== MATERIAL FOR THIS TASK ==
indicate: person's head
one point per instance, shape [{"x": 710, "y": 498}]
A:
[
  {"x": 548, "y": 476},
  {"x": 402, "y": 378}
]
===
> EXERCISE REQUIREMENTS
Convert every line of the items above into a Markdown table with the columns "Row" and "Line," numbering each row and leaving out blank lines.

> THE RESPONSE
| Row | Line |
|---|---|
| 1 | indicate: person's head |
| 2 | one point per instance, shape [{"x": 710, "y": 498}] |
| 3 | A: |
| 4 | [ |
| 5 |   {"x": 548, "y": 476}, |
| 6 |   {"x": 402, "y": 378} |
| 7 | ] |